What this task involves ▸ Copy the part of the compiler-bug forum thread from "In my application" to "it was nonzero.".

Extract ▸
Compiler/TMS320F2806: Bug in compiler 18.1.4.LTS on accessing global variable?

Be sure printf isn't somehow failing.  Make sure you #include <stdio.h> .  Check on whether you have overflowed the stack, or run out of heap.  These tips, and more like them, are in the article Tips for Using Printf.

Thanks and regards,

-George

Hi George,

In my application I'm not actually using printf, but a rudimentary print_integer function. (The above example was just to illustrate the behavior). This application doesn't use the heap at all, and the worst-case stack usage is only around 25% of the total stack size (verified by painting the stack on initialization and inspecting changed values, and by activating a watchpoint slightly before _STACK_END). Furthermore, it's not just my print function that gives unexpected behavior: some locations that perform a compare action on my global variable seem to act as if it is zero, while other locations seem to act as if it was nonzero.

Dataset ▸
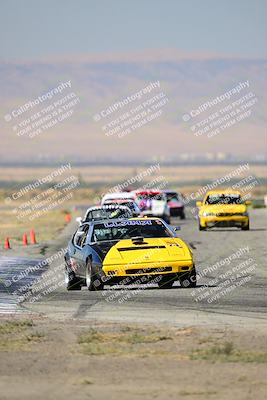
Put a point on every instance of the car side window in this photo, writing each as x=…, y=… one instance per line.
x=81, y=235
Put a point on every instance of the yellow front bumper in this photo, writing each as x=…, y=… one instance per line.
x=238, y=220
x=149, y=268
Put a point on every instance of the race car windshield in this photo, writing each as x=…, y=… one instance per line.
x=172, y=197
x=155, y=196
x=96, y=215
x=128, y=229
x=128, y=204
x=224, y=199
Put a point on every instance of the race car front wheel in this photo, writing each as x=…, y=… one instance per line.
x=166, y=282
x=189, y=280
x=93, y=282
x=72, y=282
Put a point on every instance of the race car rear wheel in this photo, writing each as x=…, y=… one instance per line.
x=72, y=282
x=166, y=282
x=201, y=228
x=93, y=282
x=189, y=280
x=245, y=227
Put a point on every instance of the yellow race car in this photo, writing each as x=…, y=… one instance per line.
x=223, y=208
x=139, y=250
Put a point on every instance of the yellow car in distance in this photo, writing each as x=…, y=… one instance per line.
x=223, y=208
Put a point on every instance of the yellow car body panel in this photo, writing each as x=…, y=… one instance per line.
x=223, y=214
x=154, y=256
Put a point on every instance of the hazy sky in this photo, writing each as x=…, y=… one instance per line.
x=40, y=28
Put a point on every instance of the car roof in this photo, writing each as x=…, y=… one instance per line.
x=223, y=191
x=118, y=195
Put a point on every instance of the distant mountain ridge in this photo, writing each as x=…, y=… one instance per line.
x=187, y=81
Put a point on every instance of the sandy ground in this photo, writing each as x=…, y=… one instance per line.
x=46, y=361
x=159, y=344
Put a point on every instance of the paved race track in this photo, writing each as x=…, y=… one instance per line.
x=232, y=291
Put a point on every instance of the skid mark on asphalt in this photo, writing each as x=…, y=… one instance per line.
x=17, y=275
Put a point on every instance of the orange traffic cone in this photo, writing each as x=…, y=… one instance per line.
x=67, y=217
x=24, y=239
x=7, y=244
x=32, y=237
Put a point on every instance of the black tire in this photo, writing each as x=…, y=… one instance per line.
x=201, y=228
x=93, y=281
x=245, y=228
x=167, y=219
x=182, y=216
x=189, y=280
x=166, y=282
x=73, y=283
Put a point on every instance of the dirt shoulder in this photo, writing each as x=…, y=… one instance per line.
x=42, y=359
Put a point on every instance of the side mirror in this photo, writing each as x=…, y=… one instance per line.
x=79, y=220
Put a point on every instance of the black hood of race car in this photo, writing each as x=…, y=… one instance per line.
x=102, y=248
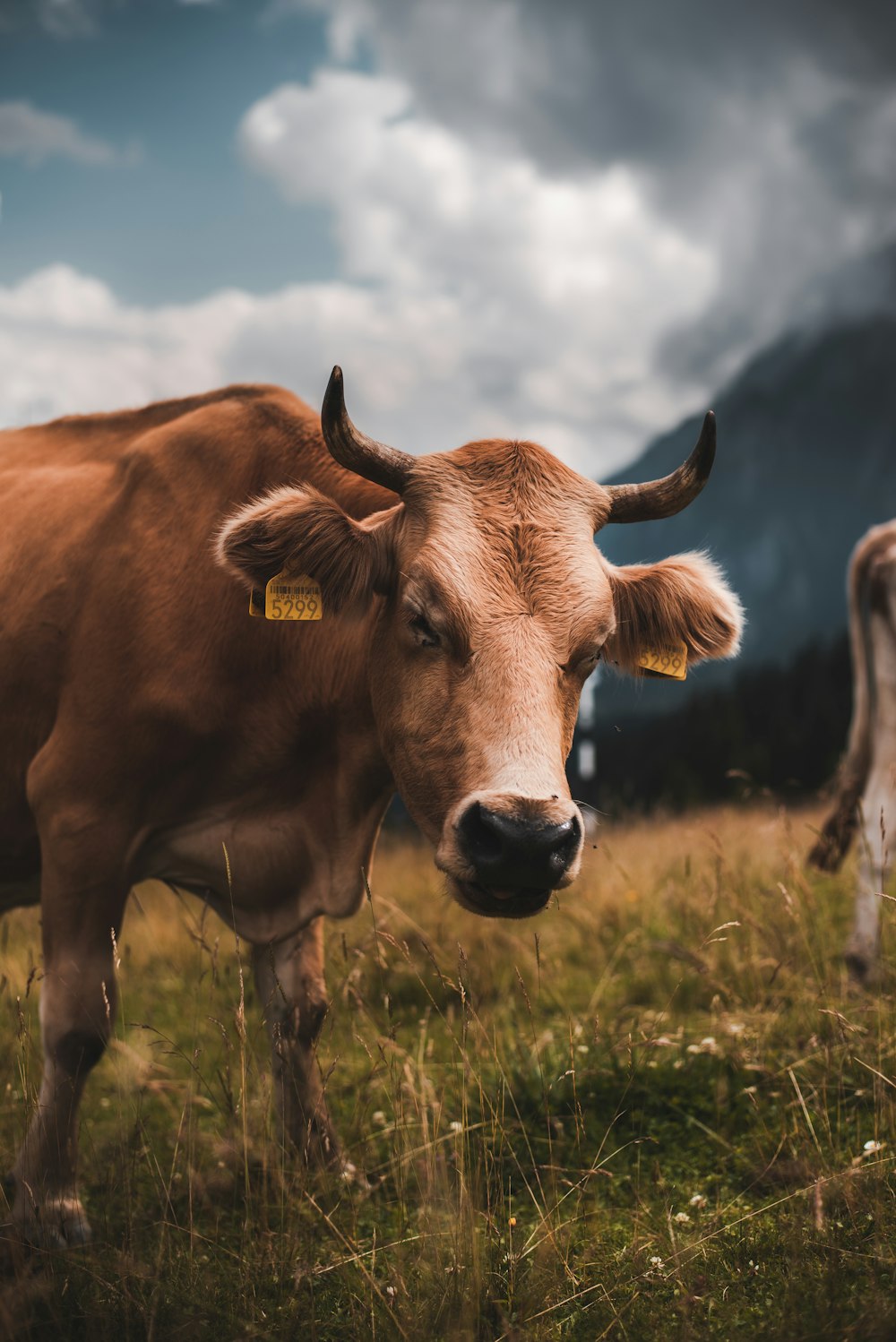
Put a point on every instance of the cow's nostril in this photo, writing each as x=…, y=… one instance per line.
x=480, y=838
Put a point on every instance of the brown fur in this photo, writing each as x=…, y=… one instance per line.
x=149, y=725
x=677, y=600
x=298, y=530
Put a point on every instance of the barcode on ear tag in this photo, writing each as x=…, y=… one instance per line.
x=289, y=596
x=669, y=662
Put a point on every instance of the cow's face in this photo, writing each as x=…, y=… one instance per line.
x=494, y=606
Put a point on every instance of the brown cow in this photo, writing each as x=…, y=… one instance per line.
x=149, y=724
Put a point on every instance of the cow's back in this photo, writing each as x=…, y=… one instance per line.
x=110, y=596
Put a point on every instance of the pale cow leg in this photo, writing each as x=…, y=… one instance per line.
x=289, y=976
x=77, y=1012
x=876, y=840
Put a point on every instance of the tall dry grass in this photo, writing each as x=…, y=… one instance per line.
x=659, y=1107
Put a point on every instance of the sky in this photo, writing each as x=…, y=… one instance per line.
x=569, y=220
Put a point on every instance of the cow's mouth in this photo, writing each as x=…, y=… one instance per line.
x=515, y=902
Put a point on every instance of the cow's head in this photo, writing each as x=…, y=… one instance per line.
x=493, y=606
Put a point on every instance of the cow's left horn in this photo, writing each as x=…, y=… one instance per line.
x=666, y=497
x=356, y=452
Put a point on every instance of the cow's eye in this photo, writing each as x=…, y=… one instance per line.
x=424, y=632
x=583, y=665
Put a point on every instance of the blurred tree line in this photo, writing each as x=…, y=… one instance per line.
x=771, y=729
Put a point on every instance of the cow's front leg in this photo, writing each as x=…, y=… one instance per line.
x=77, y=1011
x=863, y=949
x=289, y=976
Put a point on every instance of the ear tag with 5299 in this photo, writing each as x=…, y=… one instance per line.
x=668, y=662
x=289, y=596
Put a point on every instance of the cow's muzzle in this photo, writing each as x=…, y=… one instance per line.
x=506, y=855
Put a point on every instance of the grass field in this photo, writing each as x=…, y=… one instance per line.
x=660, y=1110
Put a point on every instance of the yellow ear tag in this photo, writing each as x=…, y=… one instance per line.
x=669, y=662
x=289, y=596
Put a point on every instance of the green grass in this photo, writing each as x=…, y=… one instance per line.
x=538, y=1102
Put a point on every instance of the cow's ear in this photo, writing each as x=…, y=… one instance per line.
x=685, y=598
x=298, y=530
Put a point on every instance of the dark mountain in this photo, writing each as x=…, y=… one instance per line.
x=806, y=463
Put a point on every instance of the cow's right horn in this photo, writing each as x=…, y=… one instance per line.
x=356, y=452
x=667, y=497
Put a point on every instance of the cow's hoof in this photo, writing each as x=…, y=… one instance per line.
x=863, y=967
x=58, y=1223
x=356, y=1178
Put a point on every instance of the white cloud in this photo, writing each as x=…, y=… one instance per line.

Answer to this problem ▸
In my application I'm not actually using printf, but a rudimentary print_integer function. (The above example was just to illustrate the behavior). This application doesn't use the heap at all, and the worst-case stack usage is only around 25% of the total stack size (verified by painting the stack on initialization and inspecting changed values, and by activating a watchpoint slightly before _STACK_END). Furthermore, it's not just my print function that gives unexpected behavior: some locations that perform a compare action on my global variable seem to act as if it is zero, while other locations seem to act as if it was nonzero.